▶ [TASK DIRECTIONS]
Take the part that opens with the line containing "find yellow center line" and closes with the line containing "605,551 -> 1024,565". Rewrite only those lines, changing "find" to "locate" and leaving everything else the same.

▶ [EXERCISE INPUTS]
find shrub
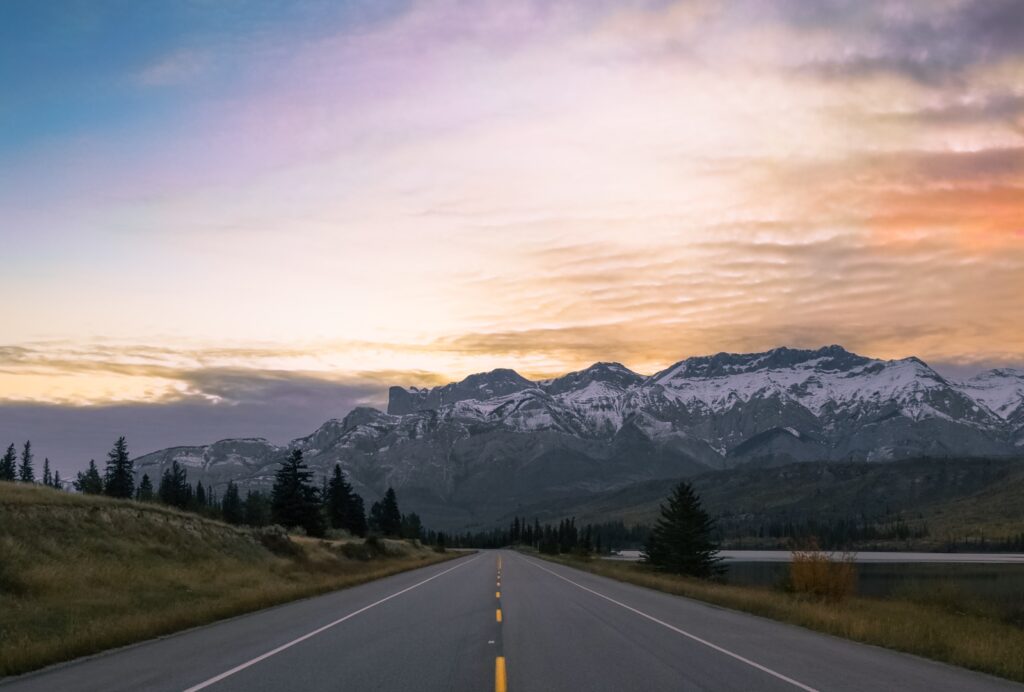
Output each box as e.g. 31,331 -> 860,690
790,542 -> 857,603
--
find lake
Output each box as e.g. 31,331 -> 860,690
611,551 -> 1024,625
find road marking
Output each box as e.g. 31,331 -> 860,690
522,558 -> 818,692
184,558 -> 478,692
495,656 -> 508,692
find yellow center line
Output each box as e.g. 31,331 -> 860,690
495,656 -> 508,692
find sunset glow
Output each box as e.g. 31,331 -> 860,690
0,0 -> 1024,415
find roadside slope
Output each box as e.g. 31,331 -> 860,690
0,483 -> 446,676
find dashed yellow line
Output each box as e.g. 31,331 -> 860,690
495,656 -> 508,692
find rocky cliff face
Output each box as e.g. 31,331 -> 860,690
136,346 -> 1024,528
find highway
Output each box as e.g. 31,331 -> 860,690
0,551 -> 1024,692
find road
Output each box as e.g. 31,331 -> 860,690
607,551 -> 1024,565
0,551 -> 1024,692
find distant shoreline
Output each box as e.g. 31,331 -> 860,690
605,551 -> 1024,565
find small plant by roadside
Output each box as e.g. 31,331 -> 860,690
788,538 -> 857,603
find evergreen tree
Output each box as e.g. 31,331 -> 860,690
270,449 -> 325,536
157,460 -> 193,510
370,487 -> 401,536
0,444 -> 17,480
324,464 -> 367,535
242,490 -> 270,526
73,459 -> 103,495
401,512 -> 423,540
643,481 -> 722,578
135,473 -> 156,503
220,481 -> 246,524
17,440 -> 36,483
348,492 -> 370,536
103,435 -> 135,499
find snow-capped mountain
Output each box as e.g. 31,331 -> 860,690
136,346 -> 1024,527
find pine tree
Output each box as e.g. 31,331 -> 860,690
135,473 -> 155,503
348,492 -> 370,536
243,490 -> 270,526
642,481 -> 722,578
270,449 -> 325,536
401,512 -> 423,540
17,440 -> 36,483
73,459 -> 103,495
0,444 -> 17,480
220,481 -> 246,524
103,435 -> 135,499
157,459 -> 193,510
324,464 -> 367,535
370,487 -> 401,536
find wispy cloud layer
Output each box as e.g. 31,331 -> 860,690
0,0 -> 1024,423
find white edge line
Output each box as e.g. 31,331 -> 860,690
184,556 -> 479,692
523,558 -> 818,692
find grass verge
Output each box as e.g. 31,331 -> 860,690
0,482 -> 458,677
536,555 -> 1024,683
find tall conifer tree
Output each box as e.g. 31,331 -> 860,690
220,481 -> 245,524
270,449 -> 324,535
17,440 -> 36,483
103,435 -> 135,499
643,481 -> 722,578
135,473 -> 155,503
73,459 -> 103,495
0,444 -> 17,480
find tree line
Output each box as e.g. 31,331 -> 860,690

▶ [RESPONSE]
locate yellow center line
Output each box as e.g. 31,331 -> 860,690
495,656 -> 508,692
locate sunset glow
Output each box as e.g. 31,331 -> 860,690
0,0 -> 1024,415
locate roadside slope
Output each box as e.g. 31,331 -> 860,690
0,483 -> 446,676
locate dashed yellow line
Output each box as e.g. 31,331 -> 860,690
495,656 -> 508,692
locate rocky cliff face
Output each box as e.g. 31,331 -> 860,690
136,346 -> 1024,528
locate highway
Output each box as e.g. 31,331 -> 860,690
0,551 -> 1024,692
locate road
Output each box as e.g. 31,331 -> 860,690
607,551 -> 1024,565
0,551 -> 1024,692
locate distant shoreline
Output each box as e.g. 31,331 -> 860,690
605,551 -> 1024,565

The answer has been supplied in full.